DO THIS: Write out the lines from the very first one through the line with "[0,117,72,267]" as a numbered list, skipping any blank lines and leaving out the pictures.

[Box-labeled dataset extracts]
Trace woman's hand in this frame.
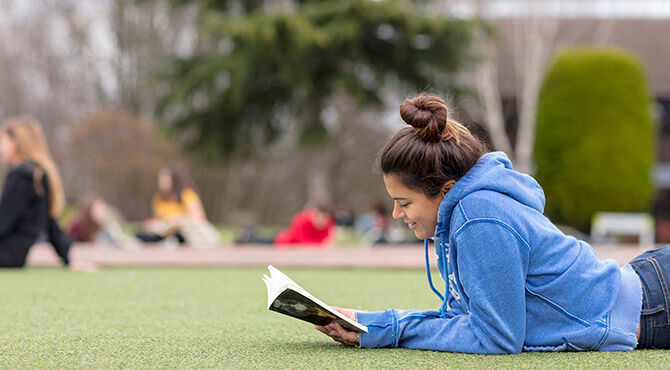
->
[315,307,361,346]
[314,321,361,347]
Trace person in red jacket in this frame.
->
[274,205,335,247]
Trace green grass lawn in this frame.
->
[0,268,670,368]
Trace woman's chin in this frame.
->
[414,230,432,240]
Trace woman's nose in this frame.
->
[392,204,402,219]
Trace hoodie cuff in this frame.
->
[356,310,398,348]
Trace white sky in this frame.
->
[443,0,670,19]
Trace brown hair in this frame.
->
[75,195,100,242]
[380,94,487,197]
[2,116,65,216]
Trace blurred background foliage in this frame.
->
[0,0,670,235]
[534,48,656,231]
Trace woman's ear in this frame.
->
[440,180,456,196]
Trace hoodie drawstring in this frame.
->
[423,239,444,305]
[440,233,449,312]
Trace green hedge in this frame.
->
[534,48,656,231]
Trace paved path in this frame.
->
[28,244,651,268]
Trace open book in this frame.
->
[263,265,368,333]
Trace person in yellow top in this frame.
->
[137,167,220,247]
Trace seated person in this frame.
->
[275,204,335,247]
[137,167,220,247]
[67,196,132,247]
[0,117,72,267]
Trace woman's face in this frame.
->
[384,173,442,239]
[0,131,17,163]
[158,170,172,193]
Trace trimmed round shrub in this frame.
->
[534,48,656,231]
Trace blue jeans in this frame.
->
[630,245,670,349]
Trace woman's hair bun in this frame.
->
[400,94,452,142]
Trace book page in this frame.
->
[263,266,367,333]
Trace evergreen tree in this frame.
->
[158,0,479,160]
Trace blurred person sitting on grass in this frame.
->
[316,94,670,354]
[0,116,95,270]
[137,167,220,248]
[274,203,335,248]
[67,195,135,248]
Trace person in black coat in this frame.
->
[0,117,70,267]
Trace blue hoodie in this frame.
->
[357,152,642,354]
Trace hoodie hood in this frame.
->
[436,152,545,235]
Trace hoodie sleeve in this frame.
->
[356,220,528,354]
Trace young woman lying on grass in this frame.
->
[317,95,670,354]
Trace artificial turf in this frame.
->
[0,267,670,368]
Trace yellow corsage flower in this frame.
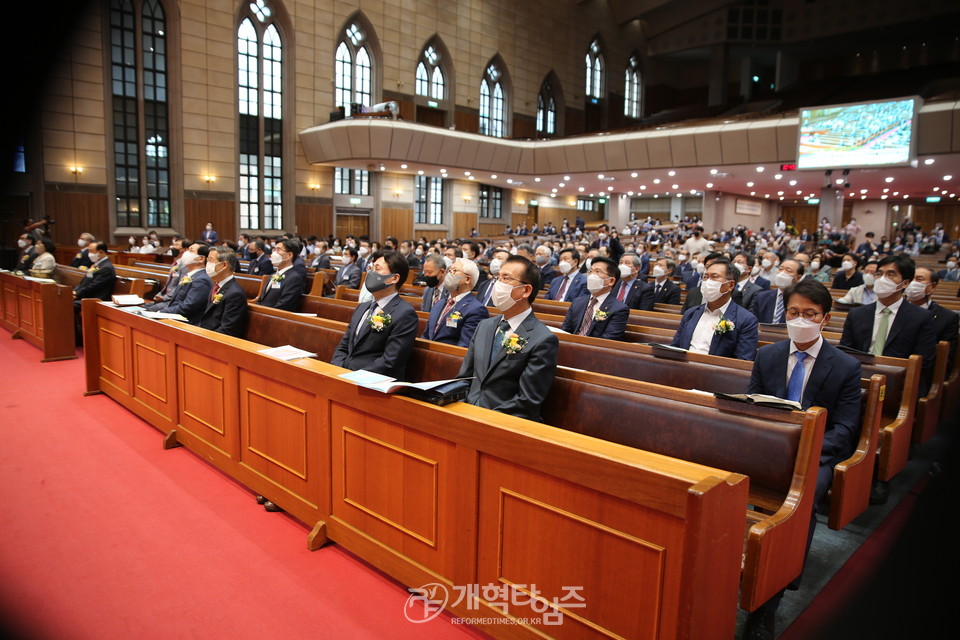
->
[367,311,393,331]
[500,333,527,355]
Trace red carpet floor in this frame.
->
[0,332,486,640]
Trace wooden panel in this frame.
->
[477,456,683,638]
[296,202,333,238]
[177,347,240,460]
[181,198,238,240]
[43,191,112,244]
[380,207,413,240]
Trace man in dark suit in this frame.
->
[907,267,960,384]
[145,244,213,324]
[750,260,803,324]
[330,251,419,380]
[247,240,274,276]
[421,258,490,347]
[743,279,860,638]
[457,256,559,421]
[561,257,630,340]
[199,247,249,338]
[200,222,220,246]
[652,258,680,304]
[840,254,937,397]
[671,260,757,360]
[613,252,654,311]
[333,247,363,289]
[257,238,306,312]
[547,247,587,302]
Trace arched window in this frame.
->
[585,39,603,100]
[416,45,446,100]
[537,80,557,136]
[237,0,283,229]
[334,22,373,115]
[480,62,506,138]
[110,0,171,227]
[623,56,640,118]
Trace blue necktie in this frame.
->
[787,351,807,402]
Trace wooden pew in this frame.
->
[84,300,752,639]
[0,273,77,362]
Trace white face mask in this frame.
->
[873,276,900,298]
[490,281,524,312]
[700,280,723,302]
[787,316,821,344]
[587,273,606,293]
[773,271,793,289]
[904,280,927,302]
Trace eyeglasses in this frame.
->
[784,307,823,320]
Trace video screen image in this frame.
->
[797,98,915,169]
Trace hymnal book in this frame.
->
[713,392,803,411]
[140,309,190,322]
[257,344,317,362]
[113,293,145,307]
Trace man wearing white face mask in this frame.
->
[457,256,559,421]
[743,279,860,638]
[837,261,877,304]
[420,258,490,347]
[561,258,630,340]
[671,260,757,360]
[750,260,803,324]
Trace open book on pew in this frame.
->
[340,369,472,406]
[713,391,803,411]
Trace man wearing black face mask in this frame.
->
[330,251,419,380]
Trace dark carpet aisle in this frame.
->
[0,332,485,640]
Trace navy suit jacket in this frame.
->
[560,293,630,340]
[670,301,758,360]
[162,269,213,324]
[259,265,306,312]
[330,295,419,380]
[247,253,276,276]
[547,271,587,302]
[747,340,860,465]
[420,293,490,347]
[457,313,560,422]
[610,277,654,311]
[840,300,937,397]
[199,278,250,338]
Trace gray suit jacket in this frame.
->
[457,313,560,422]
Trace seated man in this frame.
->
[421,258,490,347]
[561,257,630,340]
[200,248,249,338]
[547,247,587,302]
[457,256,560,421]
[613,252,654,311]
[330,251,419,380]
[257,238,306,312]
[750,260,803,324]
[670,260,757,360]
[743,279,860,638]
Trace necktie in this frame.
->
[787,351,808,402]
[433,296,457,335]
[557,276,570,300]
[577,296,597,336]
[873,307,890,356]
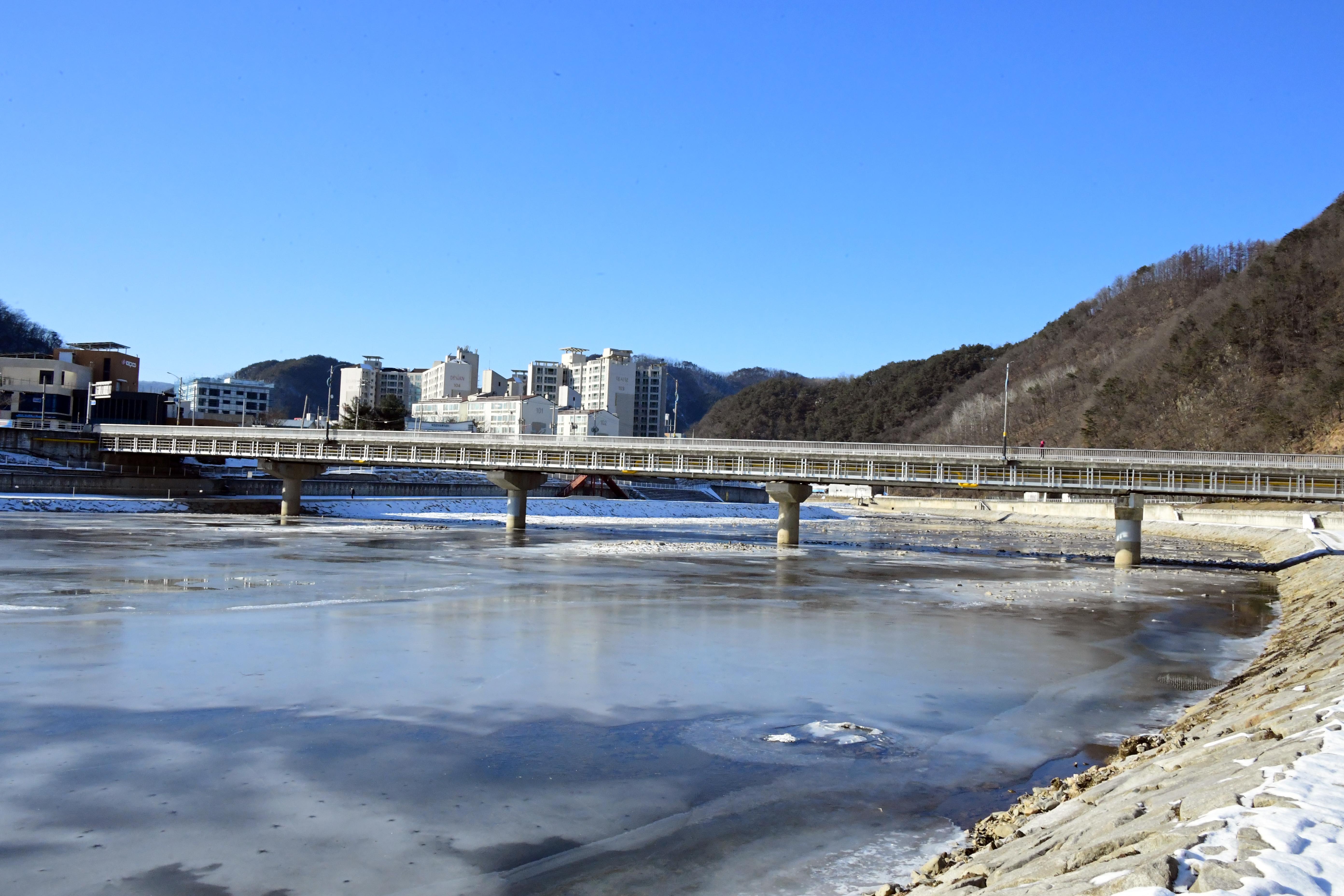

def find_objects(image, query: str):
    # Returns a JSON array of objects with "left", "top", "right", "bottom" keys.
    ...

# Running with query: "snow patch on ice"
[
  {"left": 1113, "top": 696, "right": 1344, "bottom": 896},
  {"left": 224, "top": 598, "right": 411, "bottom": 610},
  {"left": 0, "top": 494, "right": 188, "bottom": 513},
  {"left": 304, "top": 497, "right": 849, "bottom": 523}
]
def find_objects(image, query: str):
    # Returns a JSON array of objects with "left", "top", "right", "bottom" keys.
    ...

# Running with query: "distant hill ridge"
[
  {"left": 695, "top": 195, "right": 1344, "bottom": 453},
  {"left": 234, "top": 355, "right": 351, "bottom": 418},
  {"left": 0, "top": 302, "right": 61, "bottom": 355}
]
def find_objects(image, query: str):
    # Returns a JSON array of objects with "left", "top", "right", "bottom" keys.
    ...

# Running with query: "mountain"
[
  {"left": 696, "top": 195, "right": 1344, "bottom": 453},
  {"left": 0, "top": 302, "right": 61, "bottom": 355},
  {"left": 692, "top": 345, "right": 999, "bottom": 442},
  {"left": 234, "top": 355, "right": 352, "bottom": 418},
  {"left": 638, "top": 355, "right": 797, "bottom": 433}
]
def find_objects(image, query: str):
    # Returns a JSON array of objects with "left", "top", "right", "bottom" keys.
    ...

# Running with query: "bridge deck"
[{"left": 95, "top": 425, "right": 1344, "bottom": 498}]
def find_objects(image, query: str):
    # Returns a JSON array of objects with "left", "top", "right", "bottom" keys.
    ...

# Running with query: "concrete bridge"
[{"left": 94, "top": 425, "right": 1344, "bottom": 566}]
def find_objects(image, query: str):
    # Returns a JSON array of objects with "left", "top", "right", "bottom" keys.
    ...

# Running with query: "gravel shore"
[{"left": 868, "top": 521, "right": 1344, "bottom": 896}]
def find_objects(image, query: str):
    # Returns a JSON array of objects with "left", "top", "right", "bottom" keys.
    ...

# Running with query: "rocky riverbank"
[{"left": 869, "top": 523, "right": 1344, "bottom": 896}]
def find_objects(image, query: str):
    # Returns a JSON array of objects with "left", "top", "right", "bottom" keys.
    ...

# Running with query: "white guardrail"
[{"left": 94, "top": 425, "right": 1344, "bottom": 498}]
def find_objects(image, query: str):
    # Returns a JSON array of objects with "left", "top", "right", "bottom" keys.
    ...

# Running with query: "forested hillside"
[
  {"left": 693, "top": 345, "right": 999, "bottom": 442},
  {"left": 234, "top": 355, "right": 350, "bottom": 418},
  {"left": 0, "top": 302, "right": 61, "bottom": 353},
  {"left": 698, "top": 196, "right": 1344, "bottom": 451},
  {"left": 640, "top": 355, "right": 797, "bottom": 433}
]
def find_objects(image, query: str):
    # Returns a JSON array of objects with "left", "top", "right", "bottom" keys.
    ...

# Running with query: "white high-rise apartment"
[
  {"left": 340, "top": 355, "right": 423, "bottom": 408},
  {"left": 527, "top": 348, "right": 667, "bottom": 437},
  {"left": 419, "top": 345, "right": 481, "bottom": 402}
]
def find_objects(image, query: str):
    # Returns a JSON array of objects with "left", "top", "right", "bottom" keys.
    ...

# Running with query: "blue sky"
[{"left": 0, "top": 1, "right": 1344, "bottom": 379}]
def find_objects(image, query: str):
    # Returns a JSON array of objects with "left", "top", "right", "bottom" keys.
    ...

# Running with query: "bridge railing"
[{"left": 95, "top": 425, "right": 1344, "bottom": 471}]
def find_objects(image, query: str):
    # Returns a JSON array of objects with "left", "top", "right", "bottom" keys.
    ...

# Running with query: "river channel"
[{"left": 0, "top": 513, "right": 1273, "bottom": 896}]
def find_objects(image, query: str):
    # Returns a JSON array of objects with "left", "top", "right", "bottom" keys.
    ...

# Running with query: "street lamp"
[{"left": 168, "top": 371, "right": 184, "bottom": 426}]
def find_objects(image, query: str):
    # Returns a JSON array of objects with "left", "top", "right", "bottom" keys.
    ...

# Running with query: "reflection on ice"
[{"left": 0, "top": 514, "right": 1267, "bottom": 896}]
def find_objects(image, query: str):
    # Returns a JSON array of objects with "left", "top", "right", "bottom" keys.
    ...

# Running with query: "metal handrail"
[{"left": 94, "top": 425, "right": 1344, "bottom": 471}]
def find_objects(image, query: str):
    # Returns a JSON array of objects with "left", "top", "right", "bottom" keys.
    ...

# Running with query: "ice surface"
[
  {"left": 0, "top": 502, "right": 1270, "bottom": 896},
  {"left": 1124, "top": 696, "right": 1344, "bottom": 896}
]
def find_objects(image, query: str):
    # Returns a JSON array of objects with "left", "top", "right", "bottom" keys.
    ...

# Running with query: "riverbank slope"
[{"left": 876, "top": 520, "right": 1344, "bottom": 896}]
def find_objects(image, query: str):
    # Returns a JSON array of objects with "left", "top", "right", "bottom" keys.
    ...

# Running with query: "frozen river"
[{"left": 0, "top": 513, "right": 1270, "bottom": 896}]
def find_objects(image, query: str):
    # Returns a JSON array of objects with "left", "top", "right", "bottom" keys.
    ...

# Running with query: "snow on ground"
[
  {"left": 1120, "top": 697, "right": 1344, "bottom": 896},
  {"left": 0, "top": 494, "right": 187, "bottom": 513},
  {"left": 304, "top": 498, "right": 849, "bottom": 523},
  {"left": 0, "top": 451, "right": 66, "bottom": 470}
]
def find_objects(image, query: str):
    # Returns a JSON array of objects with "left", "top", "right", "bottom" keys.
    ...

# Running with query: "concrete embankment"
[{"left": 860, "top": 505, "right": 1344, "bottom": 896}]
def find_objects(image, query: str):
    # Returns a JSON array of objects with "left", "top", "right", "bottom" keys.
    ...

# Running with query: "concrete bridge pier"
[
  {"left": 485, "top": 470, "right": 546, "bottom": 529},
  {"left": 1115, "top": 494, "right": 1144, "bottom": 570},
  {"left": 257, "top": 458, "right": 327, "bottom": 525},
  {"left": 765, "top": 482, "right": 812, "bottom": 547}
]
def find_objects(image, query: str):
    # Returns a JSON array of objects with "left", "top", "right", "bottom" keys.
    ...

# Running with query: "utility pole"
[
  {"left": 1004, "top": 361, "right": 1012, "bottom": 463},
  {"left": 672, "top": 376, "right": 681, "bottom": 435}
]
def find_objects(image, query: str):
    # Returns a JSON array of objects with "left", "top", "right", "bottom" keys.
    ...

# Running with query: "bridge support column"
[
  {"left": 1115, "top": 494, "right": 1144, "bottom": 570},
  {"left": 485, "top": 470, "right": 546, "bottom": 529},
  {"left": 765, "top": 482, "right": 812, "bottom": 547},
  {"left": 257, "top": 458, "right": 327, "bottom": 525}
]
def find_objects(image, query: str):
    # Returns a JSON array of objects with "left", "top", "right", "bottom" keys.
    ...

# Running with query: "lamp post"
[
  {"left": 325, "top": 367, "right": 336, "bottom": 442},
  {"left": 168, "top": 371, "right": 182, "bottom": 426}
]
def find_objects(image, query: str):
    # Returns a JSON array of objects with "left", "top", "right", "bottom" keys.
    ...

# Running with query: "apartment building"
[
  {"left": 177, "top": 376, "right": 275, "bottom": 423},
  {"left": 418, "top": 345, "right": 481, "bottom": 402},
  {"left": 340, "top": 355, "right": 411, "bottom": 408},
  {"left": 411, "top": 394, "right": 555, "bottom": 435},
  {"left": 527, "top": 348, "right": 667, "bottom": 437},
  {"left": 527, "top": 361, "right": 567, "bottom": 404},
  {"left": 555, "top": 407, "right": 621, "bottom": 435}
]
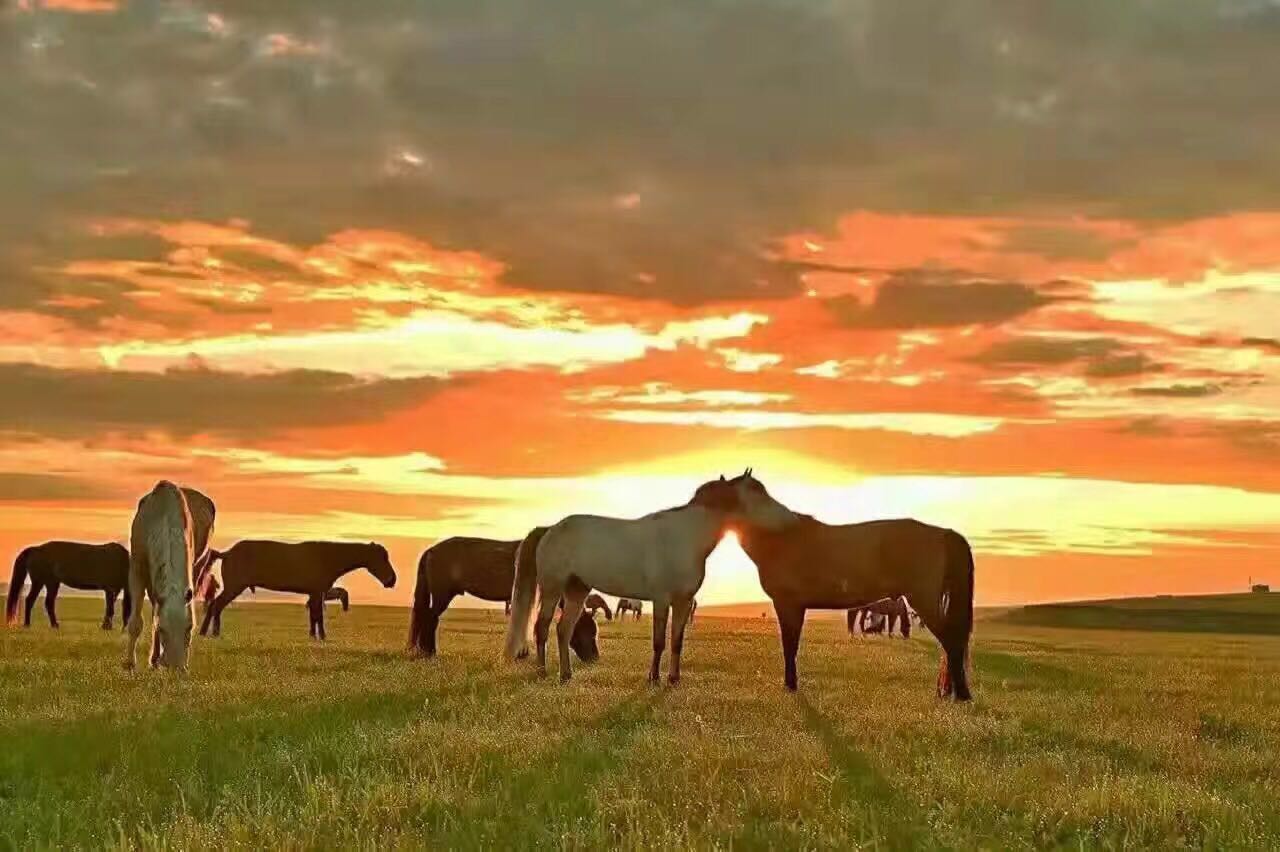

COMPLETE ANSWER:
1. Trace woman's hand in this frame.
2. ->
3. [315,307,361,346]
4. [314,321,361,347]
5. Trace person in red jacket in this frame.
6. ->
7. [274,205,335,247]
8. Trace green grass lawn in this frame.
9. ->
10. [0,268,670,368]
11. Trace woman's chin in this frame.
12. ->
13. [414,230,432,240]
14. Trace woman's nose in this frame.
15. ->
16. [392,204,402,219]
17. Trace hoodie cuff in this frame.
18. ->
19. [356,310,398,348]
20. Trace white sky in this frame.
21. ->
22. [443,0,670,19]
23. Trace brown hair in this frame.
24. ->
25. [75,195,100,242]
26. [380,94,487,197]
27. [2,116,65,216]
28. Trace blurred background foliage in this frame.
29. ->
30. [0,0,670,235]
31. [534,48,656,231]
32. Trace woman's ear in this frame.
33. ->
34. [440,180,456,196]
35. Trace hoodie drawstring in this frame.
36. ->
37. [423,239,444,305]
38. [440,233,449,312]
39. Trace green hedge in this frame.
40. ->
41. [534,48,656,231]
42. Trace paved path in this frame.
43. ->
44. [28,244,651,268]
45. Trace open book in this frame.
46. ->
47. [263,265,368,333]
48. Trace person in yellow top in this frame.
49. ->
50. [137,167,220,247]
51. Trace seated person in this frame.
52. ->
53. [275,204,335,247]
54. [137,167,220,247]
55. [67,196,132,247]
56. [0,117,72,267]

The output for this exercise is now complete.